■ **Excerpt provided**

Listened to: John Grisham's The Broker (Chapter 20-22).
Very warm and later today it dropped down to 20 f ....Ah, I love being a Hoosier!

2005/03/05

Back in the Saddle again

Weather: 34 f, 2 mph wind (s) "feels like": 33 f
Miles: 4
Route: The usual "to the market to the dam to the post" run
Afterward: Good run...been off for almost a week
Listened to: John Grisham's The Broker (Chapter 16-17).
I'm back in the saddle again, out where a friend is a friend.
Where the lowly cattle feeds on the lowly jimson weed.
I'm back in the saddle again.
I'm ridin' the range once more, totin' my old forty-four.
Where we sleep out every night, and the only law is right,
I'm back in the saddle again.
I haven't run since last Saturday because of the flu; nice to be back out again.

2005/03/02

Kasparov is leading at Linares

Most you need to know that Garry Kasparov is leading at the midpoint of this year's Linares.

Collected data entries

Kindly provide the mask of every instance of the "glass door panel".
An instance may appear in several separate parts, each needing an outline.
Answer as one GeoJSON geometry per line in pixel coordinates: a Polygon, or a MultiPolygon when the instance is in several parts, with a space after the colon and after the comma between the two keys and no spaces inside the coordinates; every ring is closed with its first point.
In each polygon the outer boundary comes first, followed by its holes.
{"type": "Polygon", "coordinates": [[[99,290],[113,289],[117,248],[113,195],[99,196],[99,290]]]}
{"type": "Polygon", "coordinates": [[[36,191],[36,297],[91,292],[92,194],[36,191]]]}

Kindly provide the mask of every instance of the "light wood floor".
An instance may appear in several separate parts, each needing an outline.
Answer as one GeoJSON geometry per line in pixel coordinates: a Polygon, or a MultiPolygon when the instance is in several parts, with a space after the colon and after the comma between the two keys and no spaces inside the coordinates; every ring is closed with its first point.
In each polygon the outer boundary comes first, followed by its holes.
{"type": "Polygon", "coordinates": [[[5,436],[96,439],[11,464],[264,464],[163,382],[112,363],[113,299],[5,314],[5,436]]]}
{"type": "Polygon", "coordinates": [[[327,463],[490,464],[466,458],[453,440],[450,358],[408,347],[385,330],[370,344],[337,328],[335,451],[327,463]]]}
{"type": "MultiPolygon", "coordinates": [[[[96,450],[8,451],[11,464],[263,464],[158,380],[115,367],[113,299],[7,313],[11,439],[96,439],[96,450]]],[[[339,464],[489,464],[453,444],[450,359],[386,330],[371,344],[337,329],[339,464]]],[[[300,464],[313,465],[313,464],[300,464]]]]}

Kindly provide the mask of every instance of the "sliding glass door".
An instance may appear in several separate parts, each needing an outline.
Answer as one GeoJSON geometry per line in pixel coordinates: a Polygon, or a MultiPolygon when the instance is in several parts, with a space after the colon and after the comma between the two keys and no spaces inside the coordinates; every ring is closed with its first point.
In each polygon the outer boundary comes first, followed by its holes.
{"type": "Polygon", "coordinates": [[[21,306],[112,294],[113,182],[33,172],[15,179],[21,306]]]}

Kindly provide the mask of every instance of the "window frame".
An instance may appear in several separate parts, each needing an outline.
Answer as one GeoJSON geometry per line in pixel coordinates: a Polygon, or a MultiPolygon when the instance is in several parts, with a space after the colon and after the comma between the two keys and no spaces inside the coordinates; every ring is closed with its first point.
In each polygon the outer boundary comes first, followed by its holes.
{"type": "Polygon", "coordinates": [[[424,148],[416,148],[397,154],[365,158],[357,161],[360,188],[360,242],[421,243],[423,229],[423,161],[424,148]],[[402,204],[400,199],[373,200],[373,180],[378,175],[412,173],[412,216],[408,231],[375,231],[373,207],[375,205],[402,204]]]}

■ **Problems to solve**
a) In the running log, how many miles did the 2005/03/05 entry record?
b) Can you repeat the running log word for word from "Weather: 34 f, 2" to "is a friend."?
c) According to the running log, why had the writer been off running for almost a week before the 2005/03/05 run? Answer in one to three sentences.
You won't need the rows for anything here.

■ **Solutions to the problems**
a) 4 miles.

b)
Weather: 34 f, 2 mph wind (s) "feels like": 33 f
Miles: 4
Route: The usual "to the market to the dam to the post" run
Afterward: Good run...been off for almost a week
Listened to: John Grisham's The Broker (Chapter 16-17).
I'm back in the saddle again, out where a friend is a friend.

c) The writer had not run since the previous Saturday because of the flu.